(DOCUMENT EXTRACT Opens)

Perhaps one of the best places to start thinking about this complex and intricately detailed novel is with the title: Lady Joker. It seems to imply whimsy and confusion both at once, for whoever heard of a female Joker in a deck of cards? Yet the name refers to just one of the characters who suffers from great misfortune. Lady is the daughter of Jun’ichi Nunokawa, who sits in the stands of the racetrack with her father, turning her head and flapping her arms as she utters incomprehensible syllables. Her favorite treats are cream buns and fruit-flavored milk, as her mother denies her sugar at home.
”By the way, Handa-San. Let’s give our group a name,” Monoi said, “What do you think of ‘Lady Joker’?”
”What’s that? English?”
”The other day, Nunokawa called his daughter the joker that he had drawn. That’s when it occurred to me. If a joker is something that nobody wants, then what better way to describe the lot of us?” (p. 258)
Poor Seizo Monoi. He comes from a tenant farmer family, and now he owns a pharmacy. But the opinion he holds of his life fills me with sorrow:
I never had a future. I didn’t escape anywhere after all. (p. 159)
Such is the despair and hopelessness of Monoi and the friends he gathers around him: a detective working in Criminal Investigation, a credit union employee, a truck driver, and a lathe operator. All of them are horse racing fans. All of them feel victimized by the rich and successful, and decide that they will make those who have made a fortune suffer. Thus begins their plan for revenge.
Halfway through the novel the perspective shifts from these unfortunate friends to the kidnapping of Kyosuke Shiroyama, the president and CEO of Hinode Beer. We never hear exactly which of the five have taken him to a hideout, fed him fruit-flavored milk and cream buns, or released him with the demand for two billion yen while holding the beer itself hostage. But, we know that he is personally involved with more than one scandal.
The first stems back from 1990, when his niece’s boyfriend was interviewing with Hinode Beer. He had gone through several interviews successfully, until it was determined that he came from a Buraku background. Suddenly, he was told he would not be considered for employment within the company, and a few days after that he died in a car crash. To make matters worse, the young man’s father later committed suicide by stepping in front of a train after submitting a tape documenting Hinode Beer’s discrimination.

(DOCUMENT EXTRACT Closes)

- _REQUIRED WORK_:
1) For each statement, say whether the Lady Joker review supports it. Answer yes or no and quote the deciding words. (a) Seizo Monoi owns a pharmacy. (b) Lady's mother gives her sugar at home. (c) The kidnappers released Shiroyama with a demand for two billion yen.
2) According to the Lady Joker review, which company does Kyosuke Shiroyama head as president and CEO?
3) Continue the Lady Joker review from its final sentence.
The listing after this point has no connection to the Lady Joker review.

(INFORMATION SHOWN Opens)

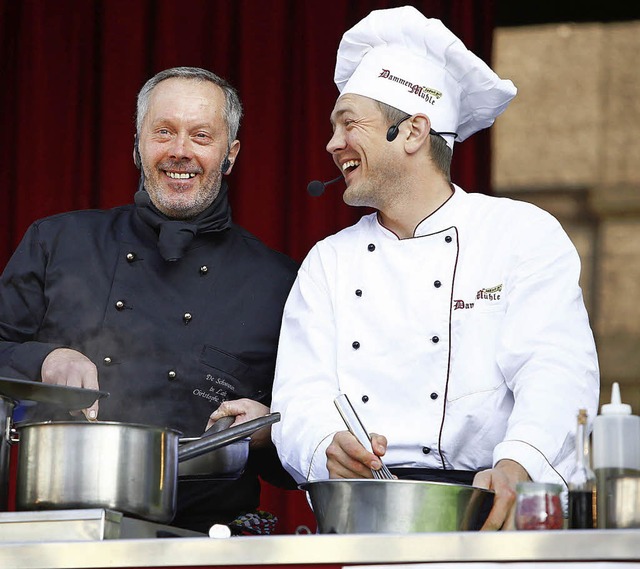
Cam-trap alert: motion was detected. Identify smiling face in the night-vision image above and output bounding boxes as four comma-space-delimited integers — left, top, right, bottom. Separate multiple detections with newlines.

(INFORMATION SHOWN Closes)

- _RESULTS_:
1)
(a) Yes: "now he owns a pharmacy"
(b) No: "her mother denies her sugar at home"
(c) Yes: "released him with the demand for two billion yen"

2) Hinode Beer.

3)
The second scandal involves the Okada Association, which is a group of corporate extortionists.
Through the working class, and executives, the police force and media, author Kaoru Takamura brings to her readers a Japan which is complicated and often corrupt. The disenfranchised working class who commit a crime seem no better (or worse) than the corporate executives who commit crimes in their own, more subtle, ways. Neither Americans, nor Japanese, are above the horrors of discrimination, crime, or the search for power.
From the publisher, SoHo Crime: “Since its Japanese publication in 1997 Kaoru Takamura’s sublimely detailed epic of crime and decline has pushed beyond the stigmas surrounding genre and shattered the Japanese literary glass ceiling. Lady Joker, Volume One is a novel about the sweeping dissatisfaction felt by those left behind by a culture whose new god finds no sacrifice too insignificant, no cost-cutting measure too inhumane, and no individual indispensable. Spurned and ostracized, driven to grief and desperation, the criminals at the heart of this groundbreaking heist story want what society has denied them: belonging. Dignity. Power. Revenge. They will purchase this with fear and outrage and pay whatever it takes.”